TASK OBJECTIVE: For each entry, output its words exactly and leave any picture behind.

THE INPUT:

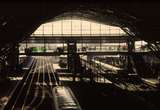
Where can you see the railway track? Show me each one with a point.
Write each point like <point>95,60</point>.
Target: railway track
<point>35,90</point>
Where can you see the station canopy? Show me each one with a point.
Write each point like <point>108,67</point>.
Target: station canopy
<point>77,27</point>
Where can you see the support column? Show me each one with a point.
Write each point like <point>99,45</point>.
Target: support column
<point>13,58</point>
<point>131,50</point>
<point>72,58</point>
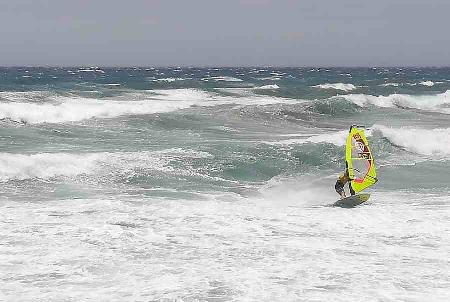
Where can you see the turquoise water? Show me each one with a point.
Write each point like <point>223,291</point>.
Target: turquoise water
<point>210,184</point>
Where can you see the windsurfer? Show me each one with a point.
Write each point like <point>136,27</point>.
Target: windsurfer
<point>340,183</point>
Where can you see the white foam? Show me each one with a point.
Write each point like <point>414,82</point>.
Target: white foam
<point>390,84</point>
<point>421,141</point>
<point>70,110</point>
<point>222,79</point>
<point>337,138</point>
<point>337,86</point>
<point>50,165</point>
<point>268,87</point>
<point>427,83</point>
<point>44,165</point>
<point>169,80</point>
<point>65,109</point>
<point>422,102</point>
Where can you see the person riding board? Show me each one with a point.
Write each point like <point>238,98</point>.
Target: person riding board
<point>340,183</point>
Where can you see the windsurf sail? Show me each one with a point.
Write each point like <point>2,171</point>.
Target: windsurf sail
<point>359,159</point>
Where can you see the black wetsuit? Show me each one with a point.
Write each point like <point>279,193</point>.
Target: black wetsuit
<point>339,186</point>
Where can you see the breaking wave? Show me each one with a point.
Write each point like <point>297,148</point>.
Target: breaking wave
<point>58,109</point>
<point>435,102</point>
<point>421,141</point>
<point>337,86</point>
<point>51,165</point>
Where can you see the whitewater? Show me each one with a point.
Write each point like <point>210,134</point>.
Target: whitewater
<point>213,184</point>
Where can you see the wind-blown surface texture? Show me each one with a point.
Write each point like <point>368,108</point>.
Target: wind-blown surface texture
<point>211,184</point>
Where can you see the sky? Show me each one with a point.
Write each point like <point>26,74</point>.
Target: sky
<point>224,33</point>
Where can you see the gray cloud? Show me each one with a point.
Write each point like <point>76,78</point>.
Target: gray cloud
<point>232,32</point>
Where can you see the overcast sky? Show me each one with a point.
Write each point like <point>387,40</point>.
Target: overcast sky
<point>225,32</point>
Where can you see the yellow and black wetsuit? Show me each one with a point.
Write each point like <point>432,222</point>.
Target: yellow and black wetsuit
<point>340,183</point>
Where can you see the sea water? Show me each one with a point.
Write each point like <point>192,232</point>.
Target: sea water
<point>212,184</point>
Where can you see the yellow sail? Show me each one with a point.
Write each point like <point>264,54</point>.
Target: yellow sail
<point>359,159</point>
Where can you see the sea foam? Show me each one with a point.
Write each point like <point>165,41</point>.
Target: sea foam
<point>421,141</point>
<point>434,102</point>
<point>337,86</point>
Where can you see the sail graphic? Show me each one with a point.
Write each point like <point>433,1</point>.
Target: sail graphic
<point>359,159</point>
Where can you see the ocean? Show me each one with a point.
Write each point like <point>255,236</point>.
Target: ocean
<point>212,184</point>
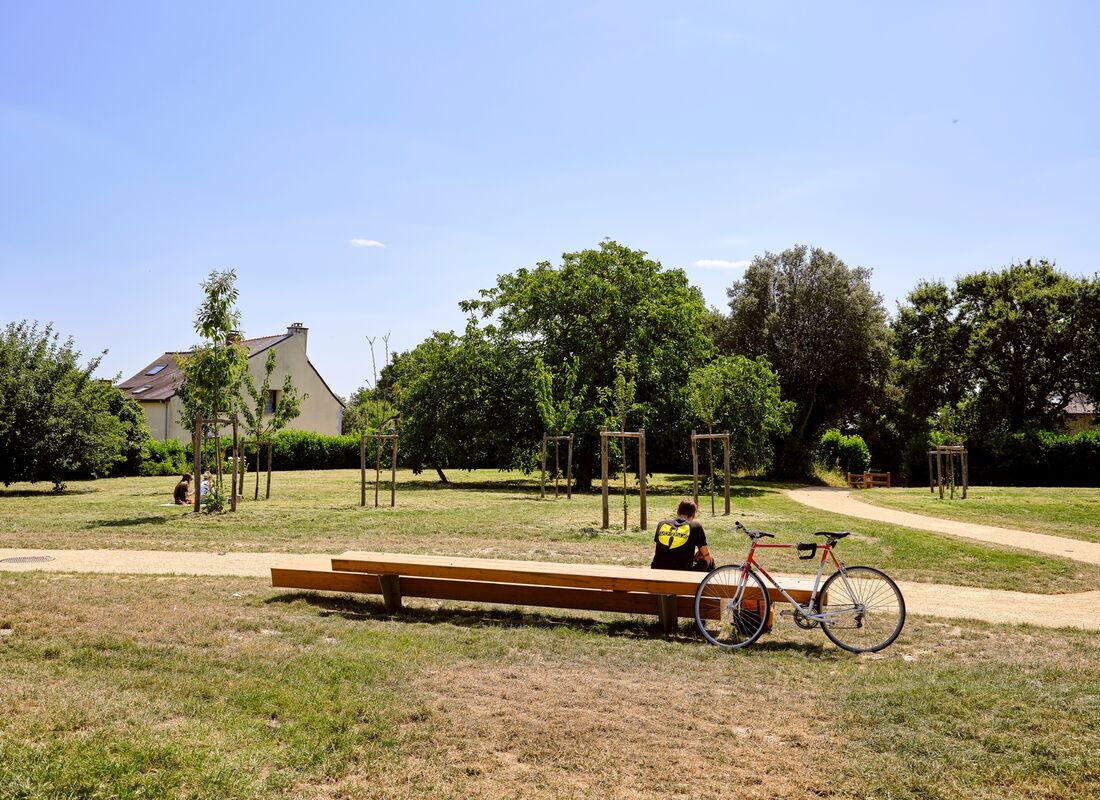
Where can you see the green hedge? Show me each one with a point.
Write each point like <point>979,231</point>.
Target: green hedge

REPLY TO THE EXERCISE:
Where can you see the railway track? Show me each one with a point.
Write each point like <point>95,60</point>.
Target: railway track
<point>35,90</point>
Where can you see the station canopy? Show me each one with a point.
Write each point like <point>108,67</point>.
Target: station canopy
<point>77,27</point>
Where can you see the support column? Show me each one with a point.
Write each point like <point>99,45</point>.
Target: support column
<point>13,58</point>
<point>131,50</point>
<point>72,58</point>
Where can you see the turquoise water? Show me each one with a point.
Write each point like <point>223,291</point>.
Target: turquoise water
<point>210,184</point>
Where can you see the windsurfer? Show me each one with a point.
Write each point like <point>136,27</point>.
Target: windsurfer
<point>340,183</point>
Where can you see the white foam? Show me each one with a point.
Write each point like <point>414,82</point>.
Target: white foam
<point>390,84</point>
<point>421,141</point>
<point>70,110</point>
<point>222,79</point>
<point>337,138</point>
<point>337,86</point>
<point>50,165</point>
<point>268,87</point>
<point>427,83</point>
<point>44,165</point>
<point>169,80</point>
<point>65,109</point>
<point>422,102</point>
Where can you see the person riding board? Show me each one with a point.
Write each point like <point>238,98</point>.
Target: person riding board
<point>340,183</point>
Where can you see the windsurf sail? Show me each one with a point.
Write each point like <point>2,171</point>.
Target: windsurf sail
<point>359,159</point>
Where can you see the black wetsuit? Show me each one with a point.
Write each point like <point>279,193</point>.
Target: black wetsuit
<point>339,186</point>
Where can you see the breaking wave? Show me each one with a point.
Write each point like <point>297,148</point>.
Target: breaking wave
<point>58,109</point>
<point>435,102</point>
<point>421,141</point>
<point>337,86</point>
<point>51,165</point>
Where can you see the whitewater? Show me each one with a point.
Write each point like <point>210,134</point>.
Target: whitewater
<point>213,184</point>
Where can you see the wind-blown surface texture? Show me each one with a point.
Write each point like <point>368,108</point>.
Target: wind-blown surface texture
<point>211,184</point>
Where can you see the sky? Show me each one with a point.
Write each point like <point>26,74</point>.
Target: sky
<point>224,33</point>
Where can you see the gray cloud? Show me each one with a point.
Write each point like <point>76,78</point>.
Target: gray cloud
<point>232,32</point>
Where can you see the overcast sky? Show me each one with a point.
Write each point like <point>387,40</point>.
Target: overcast sky
<point>225,32</point>
Where can you see the yellow and black wetsuit? Show me each one with a point.
Write each point like <point>432,222</point>.
Target: yellow and black wetsuit
<point>340,183</point>
Where can you see the sea water? Show me each one with a point.
Write each point like <point>192,232</point>.
Target: sea water
<point>212,184</point>
Where can you see the yellow sail? Show me each one with a point.
Write each point like <point>264,54</point>.
Target: yellow sail
<point>359,159</point>
Where can you see the sea foam? Show me each one with a point.
Write each point like <point>165,41</point>.
Target: sea foam
<point>421,141</point>
<point>434,102</point>
<point>337,86</point>
Where can you see the sail graphic? Show me each one with a point.
Write each point like <point>433,1</point>.
Target: sail graphic
<point>359,159</point>
Where can you see the ocean? Show me each one with a point.
Write each point like <point>255,236</point>.
Target: ocean
<point>212,184</point>
Where can you see the green hedge? Show me each one with a point.
Write each point like <point>979,231</point>.
Target: green hedge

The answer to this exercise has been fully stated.